*Polecenie*:
Przepisz, proszę, dokładnie odcinek od wiersza zawierającego „twig in this photo.” aż do końca rekordów, łącznie z oboma krańcami. Nie dodawaj niczego poza nim.

*Wykaz*:
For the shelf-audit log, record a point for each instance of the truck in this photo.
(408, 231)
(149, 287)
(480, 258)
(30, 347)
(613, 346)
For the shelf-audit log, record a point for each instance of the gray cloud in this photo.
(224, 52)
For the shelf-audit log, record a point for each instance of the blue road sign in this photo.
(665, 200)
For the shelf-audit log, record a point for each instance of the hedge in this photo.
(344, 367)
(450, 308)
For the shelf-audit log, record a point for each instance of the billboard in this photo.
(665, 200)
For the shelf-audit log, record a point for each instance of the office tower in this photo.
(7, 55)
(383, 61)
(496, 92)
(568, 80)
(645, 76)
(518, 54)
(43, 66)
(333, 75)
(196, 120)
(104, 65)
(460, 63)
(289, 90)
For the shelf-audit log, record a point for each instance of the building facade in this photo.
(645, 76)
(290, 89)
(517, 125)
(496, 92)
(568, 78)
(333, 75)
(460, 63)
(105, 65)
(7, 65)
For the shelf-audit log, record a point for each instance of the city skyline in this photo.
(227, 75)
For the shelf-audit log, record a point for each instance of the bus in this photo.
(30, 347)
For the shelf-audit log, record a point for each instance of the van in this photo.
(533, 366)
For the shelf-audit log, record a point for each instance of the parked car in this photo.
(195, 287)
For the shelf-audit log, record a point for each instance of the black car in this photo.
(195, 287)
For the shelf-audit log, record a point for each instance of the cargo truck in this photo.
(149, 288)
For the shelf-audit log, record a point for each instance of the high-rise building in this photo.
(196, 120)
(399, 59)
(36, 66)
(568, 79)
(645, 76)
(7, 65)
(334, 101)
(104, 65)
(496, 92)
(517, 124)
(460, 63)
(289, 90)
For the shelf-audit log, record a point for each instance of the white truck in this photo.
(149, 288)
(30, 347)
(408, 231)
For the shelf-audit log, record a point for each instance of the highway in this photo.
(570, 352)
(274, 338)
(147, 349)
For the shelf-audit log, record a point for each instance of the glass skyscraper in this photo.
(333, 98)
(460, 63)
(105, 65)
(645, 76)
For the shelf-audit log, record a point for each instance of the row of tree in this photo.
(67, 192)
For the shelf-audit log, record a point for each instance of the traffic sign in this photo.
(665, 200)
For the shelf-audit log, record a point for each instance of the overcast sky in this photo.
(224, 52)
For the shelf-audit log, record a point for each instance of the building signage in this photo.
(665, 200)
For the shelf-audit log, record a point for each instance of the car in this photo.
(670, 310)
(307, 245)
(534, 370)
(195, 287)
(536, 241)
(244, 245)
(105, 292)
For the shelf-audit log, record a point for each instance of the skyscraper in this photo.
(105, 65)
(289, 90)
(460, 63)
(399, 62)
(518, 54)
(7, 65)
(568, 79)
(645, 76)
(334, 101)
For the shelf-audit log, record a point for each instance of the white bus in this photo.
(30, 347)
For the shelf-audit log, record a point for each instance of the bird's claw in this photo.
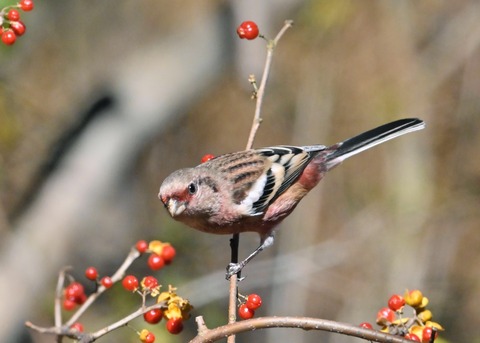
(232, 269)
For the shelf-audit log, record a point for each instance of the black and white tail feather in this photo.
(288, 162)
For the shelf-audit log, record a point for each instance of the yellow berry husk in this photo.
(143, 335)
(400, 321)
(434, 325)
(425, 316)
(413, 298)
(417, 330)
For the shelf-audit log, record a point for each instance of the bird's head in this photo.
(190, 196)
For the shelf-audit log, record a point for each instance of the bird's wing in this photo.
(287, 163)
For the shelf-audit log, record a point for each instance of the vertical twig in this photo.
(257, 120)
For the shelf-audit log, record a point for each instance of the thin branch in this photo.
(91, 337)
(304, 323)
(123, 322)
(257, 119)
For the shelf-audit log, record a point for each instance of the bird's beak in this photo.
(174, 207)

*Rozwiązanie*:
For the shelf-audit log, record a point for each instance of the vertical twig in this photo.
(257, 120)
For the shelf-audit log, record a point for each instance of the thin branch in this photo.
(91, 337)
(304, 323)
(123, 322)
(257, 119)
For the shelf-audit log, record a point for each instance of the bird's beak in this photo.
(174, 207)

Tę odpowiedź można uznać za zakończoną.